■ Directions: Word for word, please restate the line that contains "Query: bird's white breast" and all lines after it through the end of the material, minus the pictures.

· · · ·

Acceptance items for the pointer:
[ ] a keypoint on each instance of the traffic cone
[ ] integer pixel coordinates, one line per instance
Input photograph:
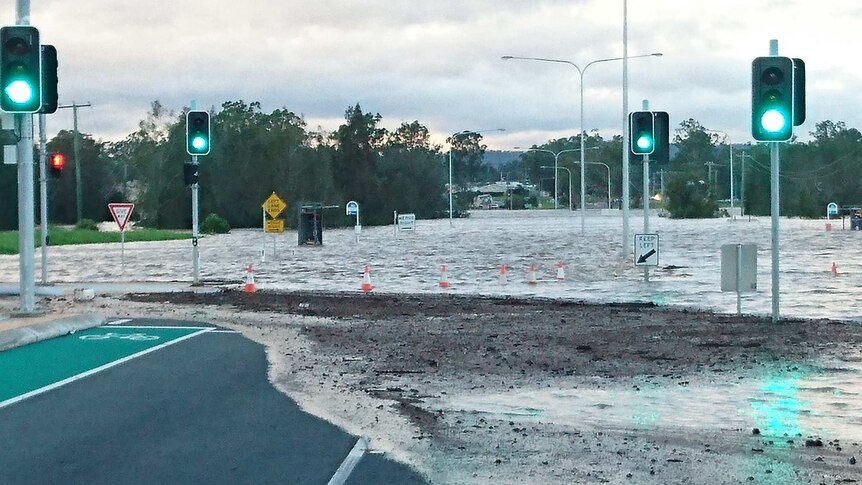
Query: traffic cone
(366, 281)
(444, 279)
(561, 273)
(531, 276)
(249, 280)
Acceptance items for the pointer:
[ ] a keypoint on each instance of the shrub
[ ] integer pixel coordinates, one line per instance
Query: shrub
(213, 224)
(87, 224)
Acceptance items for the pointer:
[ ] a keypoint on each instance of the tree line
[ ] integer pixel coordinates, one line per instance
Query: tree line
(256, 153)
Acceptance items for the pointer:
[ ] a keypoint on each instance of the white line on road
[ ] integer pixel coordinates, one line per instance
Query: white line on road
(349, 463)
(90, 372)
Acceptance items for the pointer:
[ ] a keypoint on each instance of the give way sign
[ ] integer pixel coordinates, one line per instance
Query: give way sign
(121, 212)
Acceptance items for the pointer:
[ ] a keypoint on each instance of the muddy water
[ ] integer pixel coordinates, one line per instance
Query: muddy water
(785, 404)
(474, 249)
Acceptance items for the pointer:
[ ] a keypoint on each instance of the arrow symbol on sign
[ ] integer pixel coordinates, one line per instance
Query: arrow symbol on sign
(645, 256)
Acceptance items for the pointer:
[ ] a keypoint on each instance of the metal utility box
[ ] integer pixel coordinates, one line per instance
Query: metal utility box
(310, 224)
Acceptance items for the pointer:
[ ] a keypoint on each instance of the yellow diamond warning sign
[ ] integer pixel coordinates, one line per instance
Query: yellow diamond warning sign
(274, 206)
(274, 226)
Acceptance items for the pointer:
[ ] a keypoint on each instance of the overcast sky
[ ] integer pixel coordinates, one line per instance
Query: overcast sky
(438, 61)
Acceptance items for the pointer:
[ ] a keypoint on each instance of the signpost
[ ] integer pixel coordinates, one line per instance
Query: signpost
(646, 250)
(272, 206)
(739, 270)
(122, 213)
(352, 209)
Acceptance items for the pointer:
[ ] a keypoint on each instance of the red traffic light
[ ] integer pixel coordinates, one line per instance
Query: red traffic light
(56, 163)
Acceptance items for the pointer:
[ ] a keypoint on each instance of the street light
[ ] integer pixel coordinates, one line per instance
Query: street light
(582, 134)
(450, 164)
(555, 167)
(570, 180)
(556, 164)
(730, 146)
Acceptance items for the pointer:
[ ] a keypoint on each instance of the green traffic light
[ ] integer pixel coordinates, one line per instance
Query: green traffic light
(773, 120)
(644, 142)
(199, 143)
(19, 91)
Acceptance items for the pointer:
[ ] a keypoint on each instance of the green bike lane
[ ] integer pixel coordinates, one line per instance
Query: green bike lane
(153, 401)
(40, 367)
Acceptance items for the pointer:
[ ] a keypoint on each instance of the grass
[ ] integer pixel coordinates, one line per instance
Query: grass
(58, 236)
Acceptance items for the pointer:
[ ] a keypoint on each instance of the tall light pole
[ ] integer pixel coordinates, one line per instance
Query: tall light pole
(730, 146)
(556, 165)
(555, 178)
(570, 181)
(450, 164)
(582, 134)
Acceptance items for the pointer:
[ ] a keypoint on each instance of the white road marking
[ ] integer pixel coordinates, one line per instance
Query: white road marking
(90, 372)
(349, 463)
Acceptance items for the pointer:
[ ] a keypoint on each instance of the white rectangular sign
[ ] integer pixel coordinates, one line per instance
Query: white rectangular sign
(406, 222)
(646, 249)
(739, 267)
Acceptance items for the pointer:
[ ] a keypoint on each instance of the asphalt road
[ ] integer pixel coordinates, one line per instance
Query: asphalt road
(197, 411)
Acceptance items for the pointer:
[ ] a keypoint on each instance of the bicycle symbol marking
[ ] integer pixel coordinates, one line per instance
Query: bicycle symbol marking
(135, 337)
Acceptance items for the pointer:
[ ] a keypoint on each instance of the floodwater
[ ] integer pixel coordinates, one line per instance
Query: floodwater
(473, 250)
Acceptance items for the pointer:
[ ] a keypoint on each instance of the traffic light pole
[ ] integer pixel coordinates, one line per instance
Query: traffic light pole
(26, 249)
(43, 197)
(774, 166)
(196, 260)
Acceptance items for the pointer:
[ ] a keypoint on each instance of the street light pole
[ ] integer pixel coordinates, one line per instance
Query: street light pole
(582, 133)
(450, 165)
(556, 167)
(570, 180)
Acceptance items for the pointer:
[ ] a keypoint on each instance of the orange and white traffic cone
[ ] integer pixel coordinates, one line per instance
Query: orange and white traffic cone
(366, 281)
(531, 276)
(249, 280)
(444, 278)
(561, 273)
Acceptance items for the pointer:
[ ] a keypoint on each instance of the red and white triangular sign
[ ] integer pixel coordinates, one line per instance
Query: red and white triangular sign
(121, 212)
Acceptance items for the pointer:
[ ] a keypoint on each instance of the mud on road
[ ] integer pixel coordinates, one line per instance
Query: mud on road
(403, 353)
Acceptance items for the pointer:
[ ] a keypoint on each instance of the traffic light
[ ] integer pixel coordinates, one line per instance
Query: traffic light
(20, 78)
(49, 79)
(56, 162)
(197, 132)
(190, 173)
(642, 132)
(772, 102)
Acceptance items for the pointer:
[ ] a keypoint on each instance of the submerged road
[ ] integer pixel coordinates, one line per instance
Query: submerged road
(155, 401)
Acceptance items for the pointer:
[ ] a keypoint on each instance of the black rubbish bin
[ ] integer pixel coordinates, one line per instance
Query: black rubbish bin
(310, 225)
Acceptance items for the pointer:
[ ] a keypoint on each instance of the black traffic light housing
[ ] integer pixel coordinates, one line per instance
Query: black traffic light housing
(190, 173)
(20, 67)
(641, 132)
(772, 98)
(197, 132)
(56, 163)
(50, 80)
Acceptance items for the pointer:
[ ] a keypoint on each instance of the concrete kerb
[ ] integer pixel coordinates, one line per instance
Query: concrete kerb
(43, 330)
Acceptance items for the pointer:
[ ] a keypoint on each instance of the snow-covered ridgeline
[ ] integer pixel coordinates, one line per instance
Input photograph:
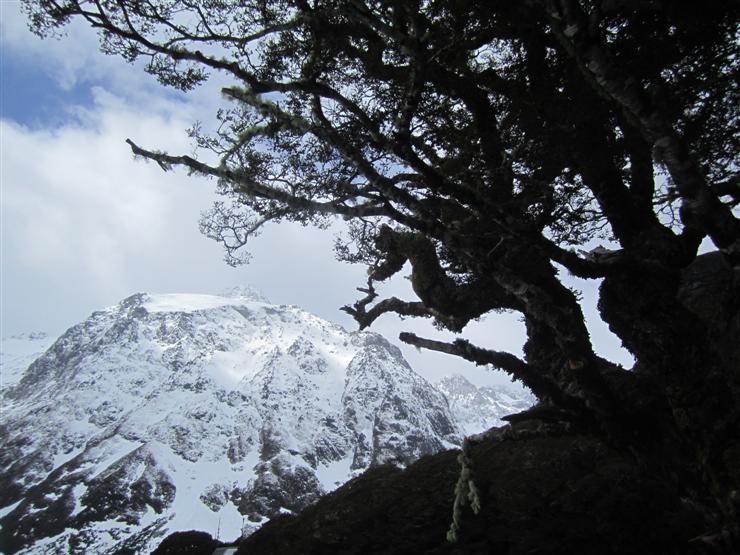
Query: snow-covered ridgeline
(214, 412)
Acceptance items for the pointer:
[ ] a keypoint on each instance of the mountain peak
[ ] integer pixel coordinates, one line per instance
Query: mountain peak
(198, 412)
(245, 292)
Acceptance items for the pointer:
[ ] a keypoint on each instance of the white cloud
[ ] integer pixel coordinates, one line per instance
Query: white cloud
(84, 225)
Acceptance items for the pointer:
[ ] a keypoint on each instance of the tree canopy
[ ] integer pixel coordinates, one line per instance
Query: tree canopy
(488, 144)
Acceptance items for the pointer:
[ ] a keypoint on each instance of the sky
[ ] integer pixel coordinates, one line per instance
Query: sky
(84, 225)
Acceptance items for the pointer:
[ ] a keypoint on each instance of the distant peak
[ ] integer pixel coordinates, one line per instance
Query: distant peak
(244, 292)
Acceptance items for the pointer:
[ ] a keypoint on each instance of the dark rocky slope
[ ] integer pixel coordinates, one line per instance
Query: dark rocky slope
(541, 494)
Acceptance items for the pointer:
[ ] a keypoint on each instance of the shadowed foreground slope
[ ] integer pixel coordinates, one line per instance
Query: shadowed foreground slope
(556, 494)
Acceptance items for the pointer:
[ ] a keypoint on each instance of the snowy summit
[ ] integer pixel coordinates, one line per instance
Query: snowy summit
(207, 412)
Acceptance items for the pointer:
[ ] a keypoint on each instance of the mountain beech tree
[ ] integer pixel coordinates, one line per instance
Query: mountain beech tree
(494, 146)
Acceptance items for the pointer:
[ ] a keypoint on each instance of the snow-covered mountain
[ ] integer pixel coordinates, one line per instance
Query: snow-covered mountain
(476, 409)
(178, 412)
(17, 352)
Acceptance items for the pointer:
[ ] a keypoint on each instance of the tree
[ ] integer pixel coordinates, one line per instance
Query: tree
(488, 144)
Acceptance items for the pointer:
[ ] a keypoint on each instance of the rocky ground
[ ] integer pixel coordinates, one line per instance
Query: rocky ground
(540, 494)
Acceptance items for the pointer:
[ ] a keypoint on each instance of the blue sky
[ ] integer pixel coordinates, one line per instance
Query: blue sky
(84, 225)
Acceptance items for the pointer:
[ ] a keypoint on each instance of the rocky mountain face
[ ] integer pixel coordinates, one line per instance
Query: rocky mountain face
(476, 409)
(214, 413)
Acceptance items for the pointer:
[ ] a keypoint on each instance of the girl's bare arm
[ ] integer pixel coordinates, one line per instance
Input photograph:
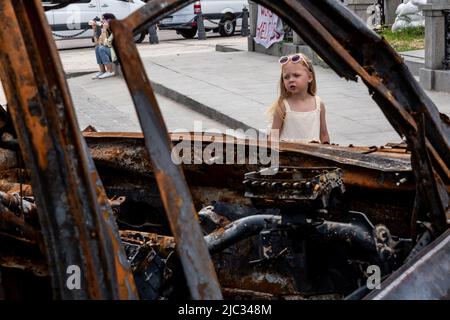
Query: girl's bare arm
(277, 122)
(324, 137)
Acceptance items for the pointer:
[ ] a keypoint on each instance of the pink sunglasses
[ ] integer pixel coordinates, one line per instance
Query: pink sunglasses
(296, 58)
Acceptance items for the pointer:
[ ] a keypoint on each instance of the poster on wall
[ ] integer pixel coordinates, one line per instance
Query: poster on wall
(269, 28)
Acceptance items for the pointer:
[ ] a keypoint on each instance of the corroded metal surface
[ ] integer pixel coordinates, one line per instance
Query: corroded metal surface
(73, 221)
(271, 246)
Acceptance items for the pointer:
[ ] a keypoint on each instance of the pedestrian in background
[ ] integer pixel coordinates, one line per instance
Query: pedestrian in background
(298, 113)
(104, 52)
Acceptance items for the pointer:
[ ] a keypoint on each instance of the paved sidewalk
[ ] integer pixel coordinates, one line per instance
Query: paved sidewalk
(232, 88)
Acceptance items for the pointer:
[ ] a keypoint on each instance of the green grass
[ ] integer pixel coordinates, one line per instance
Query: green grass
(405, 40)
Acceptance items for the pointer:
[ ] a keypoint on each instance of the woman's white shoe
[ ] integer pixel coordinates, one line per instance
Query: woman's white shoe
(107, 74)
(97, 75)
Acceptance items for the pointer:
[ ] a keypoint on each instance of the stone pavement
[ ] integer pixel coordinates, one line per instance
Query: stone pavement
(232, 88)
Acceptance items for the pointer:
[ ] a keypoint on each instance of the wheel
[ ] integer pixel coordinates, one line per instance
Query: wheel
(227, 26)
(138, 38)
(188, 34)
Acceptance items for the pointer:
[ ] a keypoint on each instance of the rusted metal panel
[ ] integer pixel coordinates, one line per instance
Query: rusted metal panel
(175, 195)
(426, 277)
(70, 197)
(72, 220)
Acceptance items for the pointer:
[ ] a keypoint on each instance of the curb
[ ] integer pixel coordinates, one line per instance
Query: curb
(186, 101)
(76, 74)
(200, 107)
(226, 48)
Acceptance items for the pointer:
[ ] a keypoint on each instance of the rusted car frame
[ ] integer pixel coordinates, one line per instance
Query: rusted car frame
(75, 216)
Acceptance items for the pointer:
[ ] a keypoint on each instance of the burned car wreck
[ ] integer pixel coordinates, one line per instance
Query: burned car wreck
(135, 225)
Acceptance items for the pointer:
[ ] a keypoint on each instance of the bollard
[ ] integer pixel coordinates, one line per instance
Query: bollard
(200, 24)
(245, 31)
(153, 35)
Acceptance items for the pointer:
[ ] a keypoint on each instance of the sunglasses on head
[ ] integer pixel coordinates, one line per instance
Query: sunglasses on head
(296, 58)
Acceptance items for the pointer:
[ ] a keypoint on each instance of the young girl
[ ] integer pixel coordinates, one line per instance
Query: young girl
(298, 114)
(104, 51)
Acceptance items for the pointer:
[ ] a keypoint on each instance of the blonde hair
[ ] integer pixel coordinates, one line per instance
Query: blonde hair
(284, 94)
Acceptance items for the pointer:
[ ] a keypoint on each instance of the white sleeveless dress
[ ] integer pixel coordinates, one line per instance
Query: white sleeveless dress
(301, 126)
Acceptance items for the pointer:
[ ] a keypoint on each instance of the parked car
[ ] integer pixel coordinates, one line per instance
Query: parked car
(71, 21)
(219, 16)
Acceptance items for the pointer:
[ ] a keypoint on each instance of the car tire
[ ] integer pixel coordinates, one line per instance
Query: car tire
(189, 33)
(227, 26)
(138, 38)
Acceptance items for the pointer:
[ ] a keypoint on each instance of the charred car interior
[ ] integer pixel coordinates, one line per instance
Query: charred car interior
(139, 226)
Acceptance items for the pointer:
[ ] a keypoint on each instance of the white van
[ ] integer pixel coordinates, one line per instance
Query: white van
(218, 16)
(72, 21)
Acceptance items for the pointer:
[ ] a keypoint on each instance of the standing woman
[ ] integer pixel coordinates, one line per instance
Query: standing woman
(104, 51)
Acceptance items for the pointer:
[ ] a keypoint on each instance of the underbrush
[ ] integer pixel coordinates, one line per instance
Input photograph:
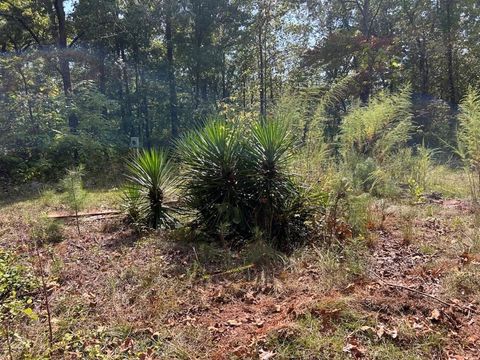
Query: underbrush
(346, 332)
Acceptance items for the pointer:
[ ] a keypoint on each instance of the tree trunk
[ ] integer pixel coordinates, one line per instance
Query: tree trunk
(172, 87)
(64, 63)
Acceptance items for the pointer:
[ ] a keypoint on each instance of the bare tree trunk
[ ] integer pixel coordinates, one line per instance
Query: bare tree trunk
(64, 63)
(172, 87)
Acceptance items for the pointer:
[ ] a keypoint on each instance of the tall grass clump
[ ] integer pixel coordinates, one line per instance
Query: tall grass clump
(469, 141)
(371, 137)
(74, 195)
(151, 181)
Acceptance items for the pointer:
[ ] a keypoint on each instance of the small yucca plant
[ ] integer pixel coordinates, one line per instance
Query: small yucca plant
(151, 180)
(271, 187)
(213, 183)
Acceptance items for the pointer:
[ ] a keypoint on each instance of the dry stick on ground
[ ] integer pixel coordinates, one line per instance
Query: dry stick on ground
(7, 334)
(463, 308)
(80, 214)
(45, 294)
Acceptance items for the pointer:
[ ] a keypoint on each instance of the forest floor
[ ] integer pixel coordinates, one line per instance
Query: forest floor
(410, 290)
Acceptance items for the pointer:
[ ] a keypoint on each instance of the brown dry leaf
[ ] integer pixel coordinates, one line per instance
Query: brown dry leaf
(355, 349)
(234, 323)
(259, 323)
(392, 333)
(380, 331)
(265, 354)
(435, 316)
(127, 345)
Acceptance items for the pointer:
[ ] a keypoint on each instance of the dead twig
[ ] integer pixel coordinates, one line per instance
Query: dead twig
(463, 308)
(62, 216)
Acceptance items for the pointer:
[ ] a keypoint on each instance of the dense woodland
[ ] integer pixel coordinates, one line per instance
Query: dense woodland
(79, 79)
(240, 179)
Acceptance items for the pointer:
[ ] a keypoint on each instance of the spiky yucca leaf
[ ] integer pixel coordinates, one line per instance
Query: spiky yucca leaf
(274, 196)
(212, 157)
(151, 175)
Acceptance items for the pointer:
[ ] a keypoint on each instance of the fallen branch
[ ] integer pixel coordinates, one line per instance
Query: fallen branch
(463, 308)
(100, 213)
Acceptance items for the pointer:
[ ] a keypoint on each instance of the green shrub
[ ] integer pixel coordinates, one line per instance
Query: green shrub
(151, 180)
(469, 140)
(239, 186)
(46, 230)
(214, 184)
(73, 193)
(275, 199)
(16, 287)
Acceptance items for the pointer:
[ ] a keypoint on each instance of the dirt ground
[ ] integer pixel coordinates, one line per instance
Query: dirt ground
(116, 294)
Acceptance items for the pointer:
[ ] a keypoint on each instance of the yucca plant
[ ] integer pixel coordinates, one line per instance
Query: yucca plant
(469, 140)
(151, 180)
(213, 181)
(271, 187)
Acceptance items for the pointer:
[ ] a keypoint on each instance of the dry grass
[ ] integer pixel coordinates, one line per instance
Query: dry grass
(116, 294)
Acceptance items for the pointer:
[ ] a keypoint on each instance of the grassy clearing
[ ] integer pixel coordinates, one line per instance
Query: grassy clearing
(117, 294)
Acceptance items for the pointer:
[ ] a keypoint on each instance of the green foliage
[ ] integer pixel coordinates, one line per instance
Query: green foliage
(16, 287)
(371, 141)
(240, 186)
(274, 195)
(151, 180)
(74, 195)
(213, 181)
(377, 130)
(469, 140)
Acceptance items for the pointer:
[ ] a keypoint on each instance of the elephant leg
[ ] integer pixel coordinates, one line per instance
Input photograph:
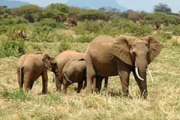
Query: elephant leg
(84, 84)
(124, 73)
(142, 85)
(31, 84)
(90, 74)
(44, 82)
(65, 86)
(80, 84)
(98, 83)
(58, 84)
(105, 82)
(27, 80)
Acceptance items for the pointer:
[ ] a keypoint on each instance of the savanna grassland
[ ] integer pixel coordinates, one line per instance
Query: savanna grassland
(19, 35)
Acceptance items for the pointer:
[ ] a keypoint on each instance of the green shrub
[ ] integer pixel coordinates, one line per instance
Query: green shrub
(17, 32)
(11, 48)
(122, 26)
(15, 95)
(92, 15)
(50, 23)
(12, 21)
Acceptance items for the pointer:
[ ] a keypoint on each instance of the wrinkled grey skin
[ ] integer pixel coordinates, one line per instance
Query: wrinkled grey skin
(108, 56)
(30, 68)
(74, 72)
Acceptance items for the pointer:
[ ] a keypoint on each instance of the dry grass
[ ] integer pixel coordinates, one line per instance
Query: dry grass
(163, 101)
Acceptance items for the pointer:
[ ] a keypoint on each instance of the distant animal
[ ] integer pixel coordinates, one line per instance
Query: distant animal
(30, 68)
(107, 56)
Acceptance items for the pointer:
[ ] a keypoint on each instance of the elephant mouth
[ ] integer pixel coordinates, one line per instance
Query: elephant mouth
(137, 73)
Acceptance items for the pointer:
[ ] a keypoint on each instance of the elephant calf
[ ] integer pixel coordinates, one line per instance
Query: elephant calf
(74, 72)
(30, 68)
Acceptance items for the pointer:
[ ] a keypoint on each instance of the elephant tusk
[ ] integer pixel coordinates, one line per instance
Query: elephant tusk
(137, 73)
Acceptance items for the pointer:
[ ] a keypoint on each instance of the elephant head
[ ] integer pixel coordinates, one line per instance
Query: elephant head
(138, 53)
(50, 63)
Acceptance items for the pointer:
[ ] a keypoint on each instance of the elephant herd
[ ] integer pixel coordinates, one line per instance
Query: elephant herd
(105, 56)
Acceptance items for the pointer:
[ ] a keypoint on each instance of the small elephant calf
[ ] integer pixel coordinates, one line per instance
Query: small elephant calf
(30, 68)
(74, 72)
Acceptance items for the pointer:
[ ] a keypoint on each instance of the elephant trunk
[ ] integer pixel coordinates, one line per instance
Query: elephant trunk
(140, 70)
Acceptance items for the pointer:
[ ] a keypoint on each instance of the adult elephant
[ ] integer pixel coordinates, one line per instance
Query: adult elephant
(108, 56)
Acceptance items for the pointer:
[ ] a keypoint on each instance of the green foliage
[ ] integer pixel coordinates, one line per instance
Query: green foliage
(92, 15)
(12, 21)
(118, 27)
(49, 22)
(56, 9)
(17, 32)
(11, 48)
(65, 42)
(15, 95)
(162, 8)
(30, 12)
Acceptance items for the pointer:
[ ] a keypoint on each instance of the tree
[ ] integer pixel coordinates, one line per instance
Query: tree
(30, 12)
(162, 8)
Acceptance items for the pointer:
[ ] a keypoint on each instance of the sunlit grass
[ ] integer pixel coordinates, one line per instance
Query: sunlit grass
(163, 101)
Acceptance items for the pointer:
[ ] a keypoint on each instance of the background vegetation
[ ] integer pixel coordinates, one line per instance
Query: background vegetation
(32, 28)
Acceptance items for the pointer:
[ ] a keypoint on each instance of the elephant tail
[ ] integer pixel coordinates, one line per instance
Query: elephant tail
(21, 79)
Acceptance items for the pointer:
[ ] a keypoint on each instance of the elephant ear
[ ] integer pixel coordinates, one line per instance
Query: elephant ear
(121, 49)
(154, 47)
(49, 62)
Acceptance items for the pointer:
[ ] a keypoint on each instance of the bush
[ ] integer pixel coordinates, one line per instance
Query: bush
(12, 21)
(92, 15)
(17, 32)
(11, 48)
(49, 22)
(118, 27)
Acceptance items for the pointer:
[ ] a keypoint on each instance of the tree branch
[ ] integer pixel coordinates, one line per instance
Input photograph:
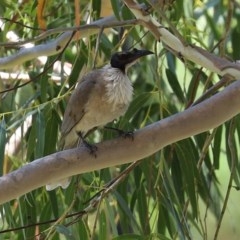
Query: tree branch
(199, 118)
(193, 53)
(55, 46)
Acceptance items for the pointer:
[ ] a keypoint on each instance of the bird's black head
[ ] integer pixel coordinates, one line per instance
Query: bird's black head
(122, 60)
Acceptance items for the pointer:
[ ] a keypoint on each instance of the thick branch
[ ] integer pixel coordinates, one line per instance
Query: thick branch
(202, 117)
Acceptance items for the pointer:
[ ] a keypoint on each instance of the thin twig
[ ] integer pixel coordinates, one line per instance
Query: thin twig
(233, 164)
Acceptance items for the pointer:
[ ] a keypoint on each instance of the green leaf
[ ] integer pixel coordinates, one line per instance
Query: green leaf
(174, 83)
(2, 144)
(65, 231)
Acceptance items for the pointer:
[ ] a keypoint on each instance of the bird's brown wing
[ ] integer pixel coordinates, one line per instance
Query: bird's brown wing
(75, 109)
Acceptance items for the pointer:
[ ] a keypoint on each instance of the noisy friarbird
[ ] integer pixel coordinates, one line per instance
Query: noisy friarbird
(100, 97)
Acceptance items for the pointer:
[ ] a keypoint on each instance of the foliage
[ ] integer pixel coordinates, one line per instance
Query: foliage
(168, 195)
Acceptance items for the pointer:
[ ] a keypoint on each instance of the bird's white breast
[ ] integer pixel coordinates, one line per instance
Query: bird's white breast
(119, 89)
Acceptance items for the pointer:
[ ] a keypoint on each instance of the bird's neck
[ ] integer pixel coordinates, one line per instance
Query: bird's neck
(119, 89)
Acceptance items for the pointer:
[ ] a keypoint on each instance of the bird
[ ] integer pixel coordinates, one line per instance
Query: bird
(101, 96)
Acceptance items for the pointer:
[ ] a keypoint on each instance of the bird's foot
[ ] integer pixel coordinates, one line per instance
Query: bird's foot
(122, 133)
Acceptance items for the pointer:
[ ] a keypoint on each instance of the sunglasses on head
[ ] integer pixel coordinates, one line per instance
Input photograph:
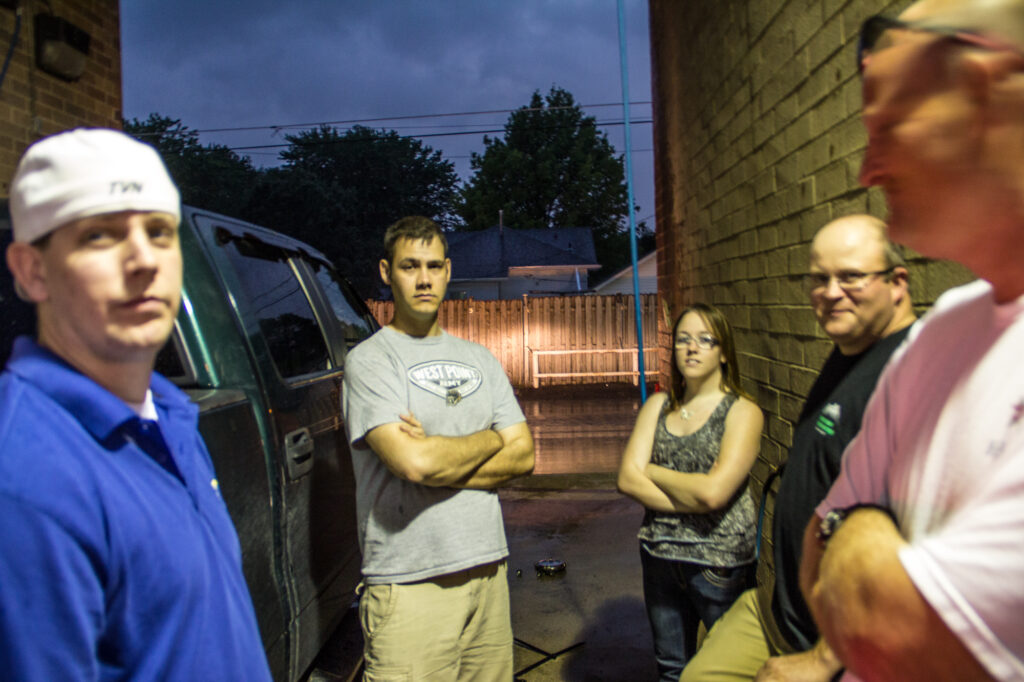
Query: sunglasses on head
(873, 37)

· · · ·

■ Output of the exercise:
Query: bird's white breast
(119, 89)
Acceptance items for the pointer:
[ ] a keypoint on each instance of the bird's neck
[ ] integer pixel coordinates, one line per instance
Query: bird's neck
(119, 89)
Acceptance items for the pointer:
[ ] a keypoint on each instance of the bird
[ ] integer pixel coordinates, one line per instance
Query: bird
(101, 96)
Acceptance items for the pointer:
[ ] a keypoint on each instance of the bird's foot
[ ] integer pixel coordinates, one line per instance
Query: bird's foot
(122, 133)
Acceptance items for the pointer:
[ ] a keypoint on each instance of the sunglasses on head
[ ] integer pixel coordinates, one line per instance
Input photograph:
Query: sunglasses on head
(873, 37)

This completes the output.